Extract each line of the records that contains the string "lion". The match is case-sensitive.

[begin Data rows]

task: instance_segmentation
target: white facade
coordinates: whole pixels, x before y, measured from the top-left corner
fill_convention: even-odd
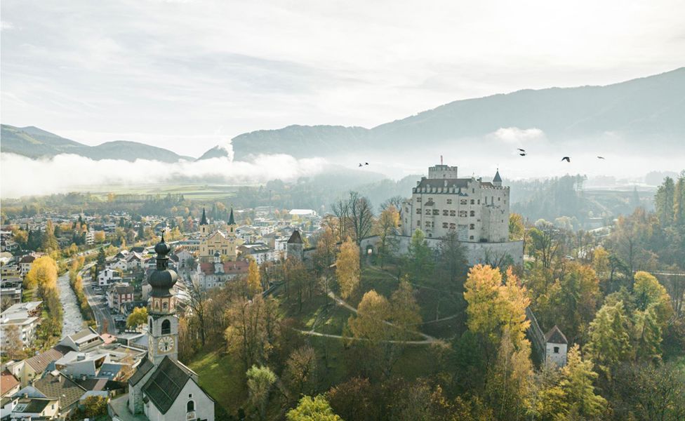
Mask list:
[[[494,180],[458,178],[457,167],[437,165],[412,189],[402,206],[402,232],[420,229],[428,238],[456,232],[460,241],[504,242],[509,239],[509,187]]]

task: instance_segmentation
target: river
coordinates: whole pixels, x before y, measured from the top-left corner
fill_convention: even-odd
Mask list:
[[[60,301],[64,312],[62,324],[62,338],[78,332],[84,327],[84,318],[79,309],[79,304],[76,300],[76,294],[69,284],[69,272],[65,273],[57,279],[57,284],[60,287]]]

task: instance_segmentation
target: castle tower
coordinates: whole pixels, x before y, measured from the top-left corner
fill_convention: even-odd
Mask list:
[[[152,287],[148,319],[147,358],[157,366],[165,356],[173,361],[178,358],[178,316],[176,299],[172,288],[176,283],[176,272],[168,268],[167,255],[171,248],[164,242],[164,236],[154,246],[157,253],[157,267],[147,279]]]
[[[502,187],[502,178],[500,177],[500,168],[497,168],[497,172],[495,173],[495,178],[493,178],[493,185],[496,187]]]
[[[207,215],[204,208],[202,208],[202,219],[200,220],[200,236],[206,237],[209,234],[209,224],[207,222]]]

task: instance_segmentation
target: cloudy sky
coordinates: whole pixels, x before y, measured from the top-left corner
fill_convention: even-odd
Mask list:
[[[683,65],[677,1],[3,0],[1,120],[197,156],[458,99]]]

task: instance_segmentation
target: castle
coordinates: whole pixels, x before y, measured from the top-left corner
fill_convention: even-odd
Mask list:
[[[450,231],[460,241],[493,243],[509,239],[509,187],[502,186],[499,171],[492,182],[459,178],[457,167],[428,168],[403,205],[402,233],[422,230],[428,238]]]

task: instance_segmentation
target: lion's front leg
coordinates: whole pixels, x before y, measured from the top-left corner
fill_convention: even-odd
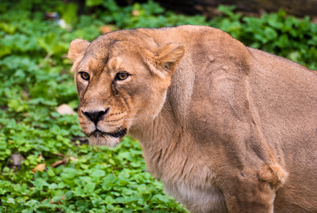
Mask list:
[[[286,173],[277,165],[263,164],[260,170],[238,170],[234,175],[219,179],[229,212],[269,213],[274,212],[276,192],[285,181]]]

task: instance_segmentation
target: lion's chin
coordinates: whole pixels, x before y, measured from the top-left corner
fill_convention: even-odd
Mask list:
[[[108,147],[115,147],[121,141],[121,138],[112,136],[95,137],[90,136],[89,137],[89,144],[95,146],[107,146]]]
[[[115,133],[104,133],[100,131],[95,131],[89,136],[89,143],[90,145],[115,147],[120,143],[121,139],[127,133],[126,129],[120,129]]]

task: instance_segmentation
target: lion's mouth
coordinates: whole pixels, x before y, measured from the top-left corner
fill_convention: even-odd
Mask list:
[[[109,132],[103,132],[98,129],[95,130],[92,132],[88,136],[93,136],[95,138],[104,138],[105,136],[111,136],[113,138],[123,138],[124,136],[127,134],[127,129],[121,129],[119,128],[116,131],[109,133]]]

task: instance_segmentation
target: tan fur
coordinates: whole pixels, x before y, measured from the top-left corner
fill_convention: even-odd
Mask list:
[[[317,212],[311,70],[192,26],[76,40],[68,55],[90,143],[138,138],[150,172],[189,211]],[[87,116],[103,111],[95,125]]]

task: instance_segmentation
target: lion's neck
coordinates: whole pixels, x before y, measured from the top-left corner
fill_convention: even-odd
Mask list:
[[[154,120],[132,126],[129,131],[140,141],[147,169],[157,178],[162,175],[164,158],[170,158],[168,152],[175,148],[173,137],[177,128],[172,110],[165,104]]]

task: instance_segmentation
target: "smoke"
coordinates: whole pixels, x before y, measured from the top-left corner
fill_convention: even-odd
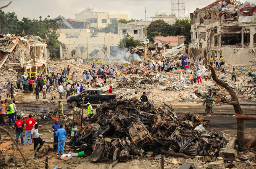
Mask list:
[[[129,63],[132,60],[142,61],[139,56],[136,53],[132,55],[127,49],[120,49],[118,47],[111,47],[110,49],[109,59],[112,61],[120,60],[122,63]]]

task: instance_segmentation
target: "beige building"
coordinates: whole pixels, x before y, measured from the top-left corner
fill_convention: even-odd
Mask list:
[[[74,59],[80,57],[84,61],[108,58],[124,37],[122,34],[90,33],[90,30],[86,29],[59,29],[58,32],[58,40],[62,43],[60,49],[61,60],[66,57]],[[99,50],[98,52],[91,56],[95,50]]]
[[[129,20],[129,15],[124,14],[109,14],[108,10],[96,10],[88,7],[78,14],[75,14],[75,20],[90,23],[91,26],[105,28],[108,24],[116,22],[119,19]]]

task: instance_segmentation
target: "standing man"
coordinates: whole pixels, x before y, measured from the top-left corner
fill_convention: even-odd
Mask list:
[[[60,94],[60,99],[62,99],[62,93],[63,92],[63,87],[62,86],[60,85],[58,88],[59,90],[59,94]]]
[[[10,104],[8,106],[8,108],[6,109],[7,111],[7,114],[8,115],[8,119],[9,120],[9,125],[11,125],[11,119],[12,120],[13,122],[15,122],[15,119],[14,117],[14,108],[13,107],[13,104]]]
[[[11,99],[14,99],[14,96],[13,96],[13,94],[14,93],[14,87],[13,87],[13,84],[11,84]]]
[[[87,106],[88,108],[88,114],[93,114],[93,106],[90,104],[90,103],[87,103]]]
[[[210,115],[210,110],[211,110],[211,101],[213,101],[214,102],[216,102],[215,100],[212,99],[209,97],[209,94],[207,94],[206,95],[206,97],[207,97],[207,98],[205,99],[203,105],[204,105],[205,102],[206,102],[206,108],[207,109],[207,116],[209,117],[211,116]]]
[[[146,95],[146,92],[143,92],[143,94],[140,96],[140,100],[143,102],[146,102],[149,101],[148,96]]]
[[[38,85],[37,85],[35,88],[35,100],[37,100],[37,101],[39,99],[39,92],[40,92],[40,89],[38,87]]]
[[[4,104],[4,101],[1,101],[1,110],[0,110],[0,125],[6,126],[4,120],[4,116],[6,113],[6,106]]]
[[[69,93],[69,90],[70,90],[70,87],[71,85],[70,85],[70,82],[68,82],[68,85],[66,87],[66,90],[67,91],[67,95],[66,96],[66,98],[68,98],[68,97],[69,96],[70,93]]]
[[[17,119],[17,109],[16,109],[16,105],[15,105],[15,101],[12,101],[12,105],[13,105],[13,108],[14,109],[14,117],[15,120]]]
[[[73,122],[72,126],[73,126],[71,130],[71,143],[74,146],[74,151],[76,151],[76,138],[78,135],[76,134],[77,131],[77,127],[76,125],[76,122]]]
[[[192,71],[189,74],[189,78],[190,79],[190,84],[192,85],[194,83],[194,74],[192,73]]]
[[[21,78],[19,77],[19,75],[17,75],[17,80],[16,81],[16,83],[17,83],[17,87],[18,87],[18,89],[21,90]]]
[[[50,69],[50,66],[47,65],[47,74],[49,74],[49,71]]]
[[[211,58],[210,58],[210,66],[211,65],[213,66],[213,56],[211,57]]]
[[[58,111],[56,115],[57,118],[60,118],[60,115],[63,118],[65,118],[65,115],[63,114],[63,104],[61,103],[61,100],[59,100],[59,105],[58,107]]]
[[[97,105],[97,108],[98,108],[98,107],[100,107],[101,106],[101,105],[100,105],[100,104],[101,104],[101,102],[100,101],[99,101],[98,102],[98,105]]]
[[[32,118],[32,115],[29,114],[29,118],[27,118],[25,120],[25,124],[24,126],[26,126],[26,132],[25,132],[25,137],[24,138],[24,145],[27,145],[27,139],[29,138],[29,136],[31,133],[31,130],[33,128],[35,124],[37,124],[37,122],[35,121],[35,119]],[[32,138],[31,135],[29,141],[29,145],[31,144],[32,142]]]
[[[6,88],[7,88],[7,98],[8,98],[8,96],[9,97],[10,96],[10,88],[11,88],[11,84],[10,83],[10,81],[8,82],[7,85],[6,85]]]
[[[221,55],[221,58],[219,59],[220,62],[219,63],[219,68],[220,68],[221,65],[222,65],[222,62],[223,62],[223,57]]]
[[[43,83],[43,99],[46,99],[46,88],[47,87],[46,87],[46,85],[45,83]]]
[[[136,100],[138,100],[138,95],[137,94],[137,92],[135,92],[135,94],[133,98]]]
[[[199,68],[197,68],[197,71],[196,71],[196,77],[197,77],[197,82],[199,83],[199,79],[200,79],[200,82],[202,83],[202,80],[201,80],[201,71],[199,70]]]
[[[69,65],[68,65],[68,67],[67,67],[67,71],[68,71],[68,75],[69,75],[69,71],[70,70],[70,68],[69,68]]]
[[[19,145],[19,138],[21,136],[21,145],[24,144],[24,140],[23,139],[23,128],[24,126],[24,124],[23,121],[21,120],[21,117],[19,116],[17,117],[17,121],[15,121],[15,124],[14,126],[15,126],[15,133],[16,134],[16,143],[17,145]]]
[[[233,81],[233,78],[235,78],[235,81],[236,82],[236,72],[235,70],[235,68],[233,68],[233,71],[232,72],[232,77],[231,77],[231,81]]]
[[[66,130],[63,128],[63,125],[60,124],[60,129],[58,130],[56,133],[56,135],[58,138],[58,149],[57,151],[57,156],[59,156],[60,147],[61,147],[61,154],[62,155],[64,154],[64,147],[65,146],[65,140],[66,140],[66,136],[67,135],[67,132]]]
[[[64,68],[64,70],[63,70],[63,72],[64,72],[64,74],[66,75],[67,75],[67,70],[66,69],[66,68]]]
[[[54,151],[56,152],[58,149],[58,136],[56,135],[56,132],[60,129],[58,120],[55,120],[55,123],[52,126],[52,128],[54,129]]]
[[[31,130],[31,135],[32,138],[32,141],[34,143],[34,151],[35,150],[38,144],[40,144],[40,146],[36,150],[35,154],[35,157],[37,157],[37,152],[39,153],[39,150],[43,145],[43,142],[39,136],[39,133],[38,133],[38,124],[36,124],[35,126]]]

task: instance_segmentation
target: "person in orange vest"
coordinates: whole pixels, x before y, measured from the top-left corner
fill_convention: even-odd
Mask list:
[[[1,109],[0,110],[0,125],[6,126],[4,120],[4,116],[6,112],[6,107],[5,104],[4,104],[4,101],[1,101]]]
[[[16,134],[16,143],[17,145],[19,145],[19,137],[21,137],[21,145],[24,144],[23,139],[23,128],[24,126],[24,123],[23,121],[21,120],[21,117],[19,116],[17,117],[17,120],[15,121],[15,133]]]

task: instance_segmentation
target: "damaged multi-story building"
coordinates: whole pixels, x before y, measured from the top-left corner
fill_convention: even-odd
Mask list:
[[[46,46],[39,37],[0,35],[0,69],[15,69],[25,76],[45,72]]]
[[[222,55],[224,61],[231,65],[255,65],[256,5],[217,0],[202,9],[197,8],[190,17],[190,49],[194,56]]]

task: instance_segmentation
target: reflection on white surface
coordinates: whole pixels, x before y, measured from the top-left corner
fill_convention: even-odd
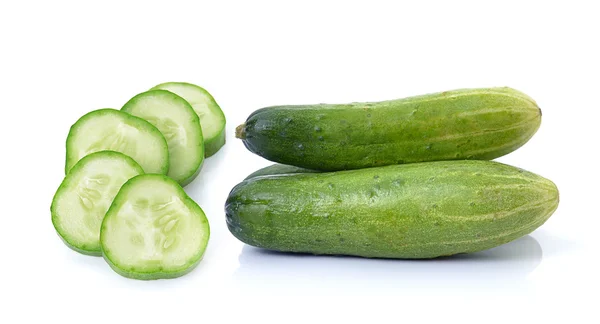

[end Data rows]

§ **Written solution**
target: lion's front leg
target: lion's chin
target: lion's mouth
target: lion's neck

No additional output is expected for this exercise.